BAGIAN TEKS
○ ○ ○ ○ ○
Jayapura, Jubi – Front Rakyat Papua menggelar aksi mimbar bebas di Lingkaran Abepura, Kota Jayapura, Papua, pada Selasa (10/12/2024), dalam rangka memperingati Hari Hak Asasi Manusia (HAM) internasional pada 10 Desember 2024.
Massa aksi membawa berbagai pamflet bertuliskan “Adakah HAM di Negara Ini?”, “Papua Darurat HAM”, “Apa Kabar HAM di Papua?”, dan “RIP Hukum di Indonesia”. Aksi ini menyoroti pelanggaran HAM yang terus terjadi di Papua dan meminta pemerintah Indonesia segera menuntaskan persoalan tersebut.
Dalam orasi, para peserta aksi menyuarakan berbagai kasus pelanggaran HAM yang belum terselesaikan hingga saat ini. Mereka menuntut agar pemerintah Indonesia menunjukkan komitmen untuk menyelesaikan pelanggaran tersebut.
Selain itu, mahasiswa yang turut serta dalam aksi ini meminta media untuk lebih aktif menggambarkan situasi sebenarnya di Papua terkait pelanggaran HAM. Mereka berharap isu-isu ini dapat diketahui secara luas, termasuk di tingkat internasional.
Stenlhy Dambujai, satu di antara orator, menyoroti dampak buruk penyalahgunaan wewenang militer di Papua. Menurutnya, pengungsian masyarakat Papua, perampasan tanah adat, dan eksploitasi sumber daya alam merupakan bagian dari pelanggaran HAM yang terjadi di tanah Papua.
“Perampasan tanah adat juga termasuk pelanggaran HAM. Proyek strategis nasional di Merauke dengan pendekatan militer akan berdampak pada hilangnya identitas budaya dan adat-istiadat masyarakat Papua,” ujar Dambujai.
Obaja Mohi, orator lainnya, menambahkan bahwa pengungsian besar-besaran yang terjadi di beberapa wilayah, seperti Kabupaten Nduga, Intan Jaya, Puncak Jaya, Maybrat, Pegunungan Bintang, dan Yahukimo, merupakan bentuk nyata pelanggaran HAM di Papua.
○ ○ ○ ○ ○
DAFTAR ENTRI
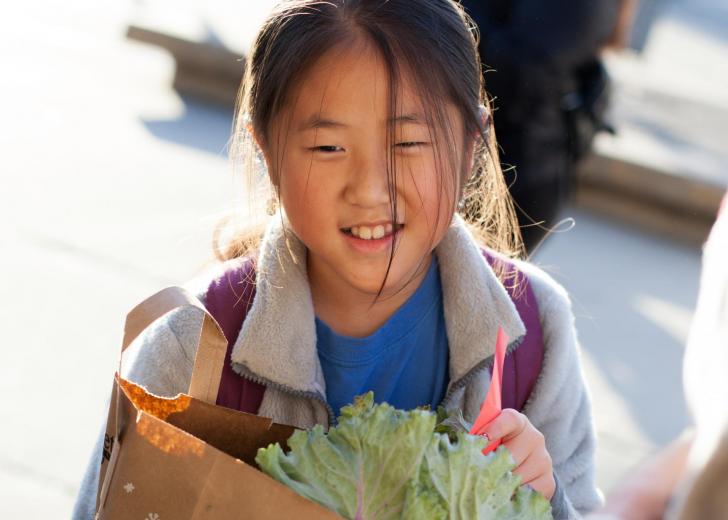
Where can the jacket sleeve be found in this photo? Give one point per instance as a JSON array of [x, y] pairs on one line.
[[161, 360], [560, 405]]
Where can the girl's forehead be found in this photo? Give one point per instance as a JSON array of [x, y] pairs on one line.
[[353, 82]]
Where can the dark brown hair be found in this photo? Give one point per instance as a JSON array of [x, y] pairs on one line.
[[433, 41]]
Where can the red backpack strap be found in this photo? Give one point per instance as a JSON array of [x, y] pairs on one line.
[[522, 366], [228, 299]]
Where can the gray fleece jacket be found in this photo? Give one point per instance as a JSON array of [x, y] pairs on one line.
[[277, 345]]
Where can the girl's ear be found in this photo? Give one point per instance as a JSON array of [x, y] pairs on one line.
[[263, 149], [484, 120], [480, 133]]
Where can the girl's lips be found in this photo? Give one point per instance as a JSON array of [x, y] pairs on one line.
[[374, 245]]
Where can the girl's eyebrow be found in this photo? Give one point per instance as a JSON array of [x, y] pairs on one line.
[[316, 122]]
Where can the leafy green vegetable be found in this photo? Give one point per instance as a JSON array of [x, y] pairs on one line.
[[383, 463]]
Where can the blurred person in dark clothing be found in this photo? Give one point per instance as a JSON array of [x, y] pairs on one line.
[[549, 88]]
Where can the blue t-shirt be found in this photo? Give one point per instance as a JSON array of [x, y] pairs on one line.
[[405, 362]]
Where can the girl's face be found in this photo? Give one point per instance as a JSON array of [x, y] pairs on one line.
[[327, 153]]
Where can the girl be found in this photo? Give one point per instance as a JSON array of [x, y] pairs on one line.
[[369, 118]]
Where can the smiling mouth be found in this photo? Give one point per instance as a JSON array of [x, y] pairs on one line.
[[373, 232]]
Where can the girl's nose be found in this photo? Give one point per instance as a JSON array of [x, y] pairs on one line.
[[368, 184]]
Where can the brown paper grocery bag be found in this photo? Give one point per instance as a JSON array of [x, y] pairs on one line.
[[185, 457]]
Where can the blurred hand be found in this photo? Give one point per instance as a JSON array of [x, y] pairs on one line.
[[528, 448]]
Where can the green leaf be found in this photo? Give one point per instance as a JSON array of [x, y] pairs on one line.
[[362, 468], [471, 485], [382, 463]]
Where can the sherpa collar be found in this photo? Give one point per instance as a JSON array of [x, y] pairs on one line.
[[278, 340]]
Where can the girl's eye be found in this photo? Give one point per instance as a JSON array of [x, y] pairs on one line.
[[327, 149]]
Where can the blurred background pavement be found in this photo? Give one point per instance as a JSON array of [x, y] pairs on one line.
[[112, 182]]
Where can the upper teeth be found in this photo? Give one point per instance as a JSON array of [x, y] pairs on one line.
[[367, 233]]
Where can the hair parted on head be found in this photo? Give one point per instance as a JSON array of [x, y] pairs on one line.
[[433, 41]]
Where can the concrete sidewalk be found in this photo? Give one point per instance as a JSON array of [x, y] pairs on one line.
[[112, 185]]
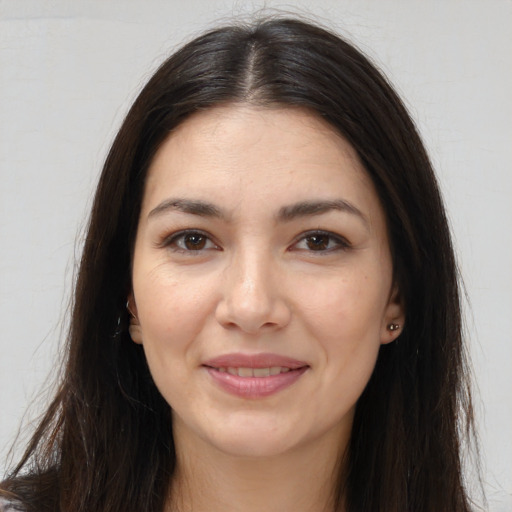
○ ○ ○ ○ ○
TUGAS SINGKAT
Terjemahkan ke dalam bahasa Inggris kalimat dari bagian teks ini: “Mereka menuntut agar pemerintah Indonesia menunjukkan komitmen untuk menyelesaikan pelanggaran tersebut.”

JAWABAN BENAR
They demanded that the Indonesian government show a commitment to resolving those violations.